» **Page extract**
---*---

Sunday, 24 Nov 2024

Opinion | The Impeachment Will Be Televised

This article is part of David Leonhardt’s newsletter. You can sign up here to receive it each weekday.

Earlier this week, my colleague Nicholas Kristof interviewed Representative Adam Schiff — the Democrat leading the impeachment inquiry — at a public event in New York. Toward the end, Nicholas asked about the inquiry’s apparent lack of transparency so far:

“This is something that you’ve been criticized for on the right. The Wall Street Journal had an editorial today complaining that the hearings are closed. Some Republicans have asked for full transcripts to be made available and have complained that things are being cherry-picked and leaked. And [an audience member] asks, ‘How can we win public opinion if the key testimony for impeachment are private?’”

I raised a version of the same question in my column this week, and so I was glad to hear Schiff’s answer to Nicholas — and, even more so, to see the public letter that Schiff has since released. In both, he explained why the initial stage of the investigation has taken place largely behind closed doors but also indicated that it will eventually include public hearings.

---*---

Lines of data
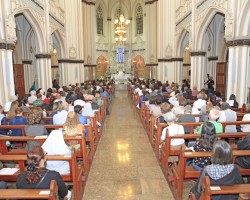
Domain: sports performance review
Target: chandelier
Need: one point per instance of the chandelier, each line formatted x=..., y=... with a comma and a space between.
x=120, y=29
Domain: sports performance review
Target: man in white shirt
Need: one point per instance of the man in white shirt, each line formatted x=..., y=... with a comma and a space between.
x=61, y=116
x=201, y=100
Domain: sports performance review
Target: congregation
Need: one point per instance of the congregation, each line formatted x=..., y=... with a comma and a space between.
x=76, y=112
x=205, y=115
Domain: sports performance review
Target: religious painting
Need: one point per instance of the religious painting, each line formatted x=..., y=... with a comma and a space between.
x=139, y=67
x=101, y=67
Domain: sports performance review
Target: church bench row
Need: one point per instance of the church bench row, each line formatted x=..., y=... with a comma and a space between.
x=166, y=151
x=191, y=125
x=90, y=138
x=208, y=190
x=74, y=178
x=181, y=172
x=50, y=194
x=83, y=152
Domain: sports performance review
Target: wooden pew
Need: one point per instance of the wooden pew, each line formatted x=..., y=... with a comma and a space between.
x=182, y=172
x=166, y=151
x=89, y=139
x=50, y=194
x=208, y=191
x=83, y=152
x=75, y=176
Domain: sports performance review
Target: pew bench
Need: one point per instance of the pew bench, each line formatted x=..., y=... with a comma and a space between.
x=74, y=178
x=208, y=191
x=166, y=150
x=90, y=138
x=181, y=172
x=82, y=154
x=50, y=194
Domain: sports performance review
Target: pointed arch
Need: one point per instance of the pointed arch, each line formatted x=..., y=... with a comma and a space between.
x=139, y=19
x=35, y=24
x=243, y=28
x=99, y=19
x=203, y=26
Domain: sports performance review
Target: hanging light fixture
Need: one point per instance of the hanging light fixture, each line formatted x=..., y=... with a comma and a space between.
x=121, y=28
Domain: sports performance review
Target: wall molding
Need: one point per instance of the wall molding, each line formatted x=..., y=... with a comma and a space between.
x=70, y=61
x=43, y=56
x=89, y=2
x=212, y=58
x=170, y=59
x=27, y=62
x=8, y=46
x=150, y=1
x=198, y=53
x=238, y=42
x=151, y=64
x=90, y=65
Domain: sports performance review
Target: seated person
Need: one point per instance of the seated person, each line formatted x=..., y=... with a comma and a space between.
x=227, y=114
x=222, y=171
x=34, y=128
x=55, y=145
x=205, y=143
x=187, y=117
x=73, y=127
x=38, y=176
x=246, y=127
x=172, y=129
x=244, y=161
x=18, y=120
x=213, y=116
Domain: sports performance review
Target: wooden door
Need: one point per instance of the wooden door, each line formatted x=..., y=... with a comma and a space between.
x=19, y=80
x=221, y=70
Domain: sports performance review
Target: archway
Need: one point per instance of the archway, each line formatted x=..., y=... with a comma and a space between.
x=101, y=67
x=139, y=67
x=56, y=53
x=25, y=72
x=210, y=39
x=185, y=54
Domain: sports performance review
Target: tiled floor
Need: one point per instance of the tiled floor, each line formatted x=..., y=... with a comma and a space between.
x=125, y=166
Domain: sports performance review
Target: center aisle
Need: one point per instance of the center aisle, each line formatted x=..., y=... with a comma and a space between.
x=125, y=166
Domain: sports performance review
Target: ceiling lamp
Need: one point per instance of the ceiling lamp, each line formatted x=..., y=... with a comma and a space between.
x=120, y=29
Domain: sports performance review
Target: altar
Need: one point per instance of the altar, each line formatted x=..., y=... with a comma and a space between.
x=121, y=77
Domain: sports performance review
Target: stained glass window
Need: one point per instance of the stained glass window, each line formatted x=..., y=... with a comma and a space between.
x=139, y=19
x=99, y=20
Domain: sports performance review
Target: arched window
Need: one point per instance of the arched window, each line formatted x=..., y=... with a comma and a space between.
x=99, y=20
x=139, y=19
x=118, y=12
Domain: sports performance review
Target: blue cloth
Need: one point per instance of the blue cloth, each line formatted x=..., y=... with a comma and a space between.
x=84, y=120
x=52, y=115
x=18, y=120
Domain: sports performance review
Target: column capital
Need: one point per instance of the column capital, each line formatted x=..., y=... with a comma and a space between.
x=89, y=2
x=27, y=62
x=6, y=45
x=212, y=58
x=198, y=53
x=70, y=61
x=238, y=42
x=150, y=1
x=43, y=55
x=90, y=65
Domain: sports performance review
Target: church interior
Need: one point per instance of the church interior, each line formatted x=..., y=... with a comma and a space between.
x=123, y=56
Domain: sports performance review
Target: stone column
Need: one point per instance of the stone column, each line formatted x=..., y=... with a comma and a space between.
x=238, y=69
x=166, y=39
x=198, y=62
x=7, y=86
x=178, y=65
x=43, y=70
x=28, y=74
x=151, y=34
x=89, y=33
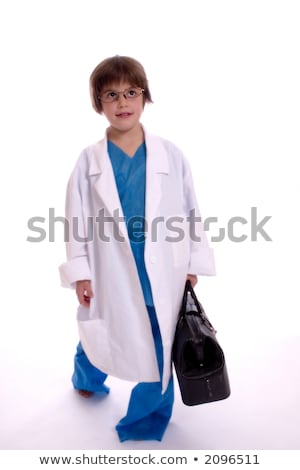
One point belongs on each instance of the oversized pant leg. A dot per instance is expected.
(86, 376)
(149, 411)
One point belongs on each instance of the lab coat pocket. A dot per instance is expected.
(94, 339)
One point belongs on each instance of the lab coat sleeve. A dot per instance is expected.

---*---

» **Tasks for this exercise**
[1] Sum up the newsletter extract about the impeachment inquiry in two sentences.
[2] How many lines of the records contain the word "stone"? Give only the number.
The text and the records come from unrelated sources.

» **The results**
[1] At a public event in New York, Nicholas Kristof asked Representative Adam Schiff, the Democrat leading the impeachment inquiry, about criticism that its hearings were closed and its key testimony private. The writer, who had raised a similar question in a column that week, was glad to hear Schiff's answer and to see his later public letter, which explained why the first stage of the investigation took place largely behind closed doors and indicated that public hearings would eventually follow.

[2] 2